##### PASSAGE PROVIDED

Sleater-Kinney: The Center Won’t Hold

Music Reviews Sleater-Kinney
Sleater-Kinney: The Center Won’t Hold

There is no room for nostalgia in Sleater-Kinney’s reunion. The band’s excellent 2015 reentry point, No Cities to Love, was not exactly a rote run-through of past glories. And the trio (now duo) did not spend 2017 going around playing Dig Me Out on some obligatory 20th anniversary run. It barely even feels like a reunion at this point—how has this band not always been here, making its bass-resistant racket and soundtracking our slide into right-wing authoritarianism?

“We… wanted to make sure what we created didn’t consist of anything broken, that it was three whole selves with the same hunger,” Carrie Brownstein wrote of reuniting in her 2015 memoir. The Center Won’t Hold, the band’s ninth album, buzzes with that trademark hunger, the requisite urgency, except here it’s channeled into glitzy flirtations with synth-rock, industrial, and glam instead of punkish abandon. It is both quintessentially Sleater-Kinney and entirely unlike any record they’ve made before—which makes it a thrilling listen even during the rare moments that don’t quite gel.

Like 2005’s The Woods, The Center Won’t Hold finds Sleater-Kinney bringing in a big name producer to jolt their routines and play more than a symbolic role in the record-making process. Except this time, the friendly intruder is art-rock maestro St. Vincent, not Dave Fridmann. And unlike The Woods, which was largely tracked live—all the better to reimagine the band’s sound as a ferocious Zeppelin-esque roar—Center finds Sleater-Kinney more inclined than ever to utilize the studio as an instrument.

That’s apparent during the first seconds of the immense title track, which opens in a whirring loop of percussive machinery drones. Before Brownstein’s voice comes in, desperate and pleading, you might think you had queued up a Nine Inch Nails project by mistake. And it is especially apparent during an odd, slithery number called “RUINS,” which climaxes with apocalyptic imagery (“Eat the weak and devour the sane”) and heady synth freakouts that resemble something Brian Eno might have conjured on Remain in Light. It’s an intriguing, if plodding and overlong, experiment.

##########
##### DATASET EXTRACT

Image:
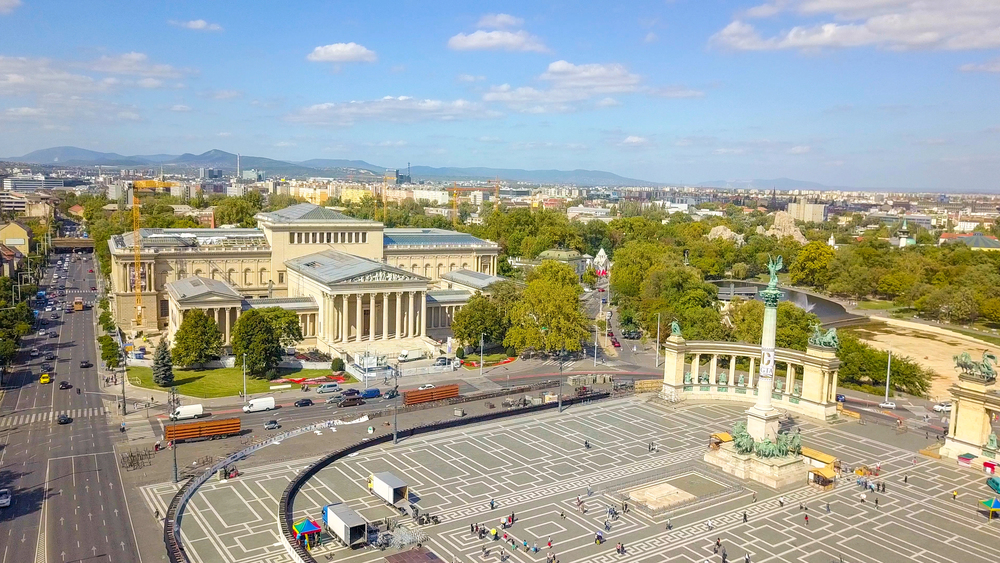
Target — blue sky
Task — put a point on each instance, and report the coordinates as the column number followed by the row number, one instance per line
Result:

##########

[BRIEF A]
Decide whether each statement below agrees with the album review, and give yes or no for each together with the deciding words of the review, quoted exactly.
(i) The Woods was largely recorded live.
(ii) The Center Won't Hold is the band's ninth album.
(iii) In 2017 the band toured, playing Dig Me Out for its 20th anniversary.
[BRIEF B]
Proceed with the album review of The Center Won't Hold, picking up after its final sentence.

[EXERCISE RESULT A]
(i) Yes: "which was largely tracked live"
(ii) Yes: "the band’s ninth album"
(iii) No: "did not spend 2017 going around playing Dig Me Out on some obligatory 20th anniversary run"

[EXERCISE RESULT B]
I won’t speculate as to whether the album’s heightened incorporation of programmed drums contributed to Janet Weiss’s recent departure in between its recording and release. It is striking to hear a tinny drum machine lead the way on “LOVE,” or burbling synths hovering around the backbeat on the infectious Corin Tucker-sung highlight “Reach Out,” but the band is hardly going full Zooropa. This is a rock record, and Weiss’s propulsive drumming remains central—just check the title track’s explosive denouement.

Brownstein sings lead on more than half of these tracks. She has never sung with more vigor or swagger, and Center has some of her catchiest tunes to date: “Can I Go On,” which boasts such an energizing groove you almost don’t notice it’s about battling malaise, and “Restless,” a quasi-ballad cousin of “Modern Girl.” Later, the Portlandia star shepherds the band through a disarmingly poppy major-key chorus on “The Dog/The Body.” (Only “Bad Dance,” a noxious punk experiment replete with handclaps and a guitar riff slightly reminiscent of the “Mahna Mahna” song, falls flat.)

At its best, The Center Won’t Hold is an urgent and deliriously impolite record about powering through exhaustion, despair and the ambient dread any feminist feels pretty much constantly in 2019. “RUINS” and “Bad Dance” both contain overtly apocalyptic lyrical references: “Never have I felt so goddamn lost and alone,” Tucker wails on “The Future Is Here,” her voice rising in intensity with each successive syllable.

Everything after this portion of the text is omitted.